*Exercise aim:* Each line below should be repeated exactly as it stands.

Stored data
──────────
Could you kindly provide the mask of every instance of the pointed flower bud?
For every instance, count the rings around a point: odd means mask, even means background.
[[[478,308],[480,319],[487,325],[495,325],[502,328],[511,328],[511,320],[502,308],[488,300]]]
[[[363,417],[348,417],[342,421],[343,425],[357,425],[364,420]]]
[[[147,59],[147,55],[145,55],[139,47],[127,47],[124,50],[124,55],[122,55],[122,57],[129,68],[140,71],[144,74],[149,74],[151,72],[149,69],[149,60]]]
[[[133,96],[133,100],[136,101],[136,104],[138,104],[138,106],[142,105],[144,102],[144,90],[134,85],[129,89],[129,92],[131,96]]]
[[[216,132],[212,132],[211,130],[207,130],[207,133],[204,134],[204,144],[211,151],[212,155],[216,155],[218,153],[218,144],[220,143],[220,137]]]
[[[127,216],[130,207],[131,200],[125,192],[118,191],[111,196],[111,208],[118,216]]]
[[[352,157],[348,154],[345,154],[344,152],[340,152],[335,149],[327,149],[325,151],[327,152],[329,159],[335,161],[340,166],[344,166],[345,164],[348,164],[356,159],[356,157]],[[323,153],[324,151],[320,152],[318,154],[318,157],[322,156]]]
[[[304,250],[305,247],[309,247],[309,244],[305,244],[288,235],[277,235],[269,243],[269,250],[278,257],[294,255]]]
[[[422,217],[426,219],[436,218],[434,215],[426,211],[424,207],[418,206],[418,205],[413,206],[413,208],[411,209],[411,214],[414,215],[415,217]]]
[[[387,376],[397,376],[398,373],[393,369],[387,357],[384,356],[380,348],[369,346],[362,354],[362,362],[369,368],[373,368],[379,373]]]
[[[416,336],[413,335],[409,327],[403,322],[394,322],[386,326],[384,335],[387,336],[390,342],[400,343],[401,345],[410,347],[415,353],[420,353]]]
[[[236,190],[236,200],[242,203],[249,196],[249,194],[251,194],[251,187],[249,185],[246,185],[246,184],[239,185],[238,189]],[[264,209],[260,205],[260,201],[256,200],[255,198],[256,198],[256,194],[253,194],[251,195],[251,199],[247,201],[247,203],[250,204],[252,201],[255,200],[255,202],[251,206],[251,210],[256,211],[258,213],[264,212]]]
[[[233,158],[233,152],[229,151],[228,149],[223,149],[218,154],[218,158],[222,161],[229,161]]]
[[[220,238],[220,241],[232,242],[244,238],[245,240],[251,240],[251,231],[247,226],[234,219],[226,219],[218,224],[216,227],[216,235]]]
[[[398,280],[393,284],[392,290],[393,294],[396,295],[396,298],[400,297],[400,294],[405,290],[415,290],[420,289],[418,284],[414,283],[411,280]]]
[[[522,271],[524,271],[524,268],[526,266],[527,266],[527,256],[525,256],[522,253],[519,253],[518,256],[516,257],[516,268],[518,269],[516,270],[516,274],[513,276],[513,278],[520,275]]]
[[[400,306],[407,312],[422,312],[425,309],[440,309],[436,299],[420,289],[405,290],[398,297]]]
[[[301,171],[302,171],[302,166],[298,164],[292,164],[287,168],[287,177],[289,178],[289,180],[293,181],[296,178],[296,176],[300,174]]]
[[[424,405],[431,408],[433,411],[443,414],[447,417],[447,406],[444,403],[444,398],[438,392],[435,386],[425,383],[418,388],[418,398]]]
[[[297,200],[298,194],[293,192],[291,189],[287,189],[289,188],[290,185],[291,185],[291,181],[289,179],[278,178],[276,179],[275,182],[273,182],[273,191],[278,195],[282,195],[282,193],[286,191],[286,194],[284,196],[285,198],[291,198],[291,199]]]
──────────
*Completed task:*
Could you kindly provide the mask of every instance of the pointed flower bud?
For every instance, count the rings around a point: odd means mask, even means background.
[[[478,308],[480,319],[487,325],[495,325],[502,328],[511,328],[511,320],[502,308],[488,300]]]
[[[363,417],[348,417],[342,421],[343,425],[357,425],[364,420]]]
[[[147,59],[147,55],[145,55],[139,47],[127,47],[124,50],[124,55],[122,55],[122,57],[129,68],[140,71],[144,74],[149,74],[151,72],[149,69],[149,60]]]
[[[133,96],[133,100],[136,101],[136,104],[138,104],[138,106],[142,105],[144,102],[144,90],[134,85],[129,89],[129,92],[131,96]]]
[[[216,132],[212,132],[211,130],[207,130],[207,133],[204,134],[204,144],[211,151],[212,155],[216,155],[218,153],[218,144],[220,143],[220,137]]]
[[[127,216],[130,207],[131,200],[125,192],[118,191],[111,196],[111,208],[118,216]]]
[[[352,157],[348,154],[345,154],[344,152],[340,152],[335,149],[327,149],[325,151],[327,152],[329,159],[335,161],[340,166],[344,166],[345,164],[348,164],[356,159],[356,157]],[[323,153],[324,151],[320,152],[318,154],[318,157],[322,156]]]
[[[304,250],[305,247],[309,247],[309,244],[305,244],[288,235],[277,235],[269,243],[269,250],[278,257],[294,255]]]
[[[422,217],[426,219],[436,218],[434,215],[426,211],[424,207],[418,206],[418,205],[413,206],[413,208],[411,209],[411,214],[414,215],[415,217]]]
[[[387,376],[397,376],[398,373],[393,369],[387,357],[384,356],[380,348],[369,346],[362,354],[362,362],[369,368],[373,368],[379,373]]]
[[[416,336],[413,335],[409,327],[403,322],[394,322],[386,326],[384,335],[387,336],[390,342],[400,343],[401,345],[410,347],[415,353],[420,353]]]
[[[236,190],[236,200],[242,203],[249,196],[249,194],[251,194],[251,187],[249,185],[246,185],[246,184],[239,185],[238,189]],[[264,209],[260,205],[260,201],[256,200],[255,198],[256,198],[256,194],[253,194],[251,195],[251,199],[247,201],[247,203],[250,204],[252,201],[255,200],[255,202],[251,206],[251,210],[256,211],[258,213],[264,212]]]
[[[233,158],[233,152],[229,151],[228,149],[223,149],[218,154],[218,158],[222,161],[229,161]]]
[[[220,238],[220,241],[232,242],[244,238],[245,240],[251,240],[251,231],[247,226],[234,219],[226,219],[218,224],[216,227],[216,235]]]
[[[398,280],[393,284],[392,290],[393,294],[396,295],[396,298],[400,297],[400,294],[405,290],[415,290],[420,289],[418,284],[414,283],[411,280]]]
[[[522,271],[524,271],[524,268],[526,266],[527,266],[527,256],[525,256],[522,253],[519,253],[518,256],[516,257],[516,268],[518,269],[516,270],[516,274],[513,276],[513,278],[520,275]]]
[[[400,306],[407,312],[422,312],[425,309],[440,309],[436,299],[420,289],[405,290],[398,297]]]
[[[301,171],[302,171],[302,166],[298,164],[292,164],[287,168],[287,177],[289,178],[289,180],[293,181],[296,178],[296,176],[300,174]]]
[[[424,405],[431,408],[433,411],[443,414],[447,417],[447,406],[444,403],[444,398],[438,392],[435,386],[425,383],[418,388],[418,398]]]
[[[297,200],[298,194],[293,192],[291,189],[287,189],[289,188],[290,185],[291,185],[291,181],[289,179],[278,178],[276,179],[275,182],[273,182],[273,191],[278,195],[282,195],[282,193],[286,191],[286,194],[284,196],[285,198],[291,198],[291,199]]]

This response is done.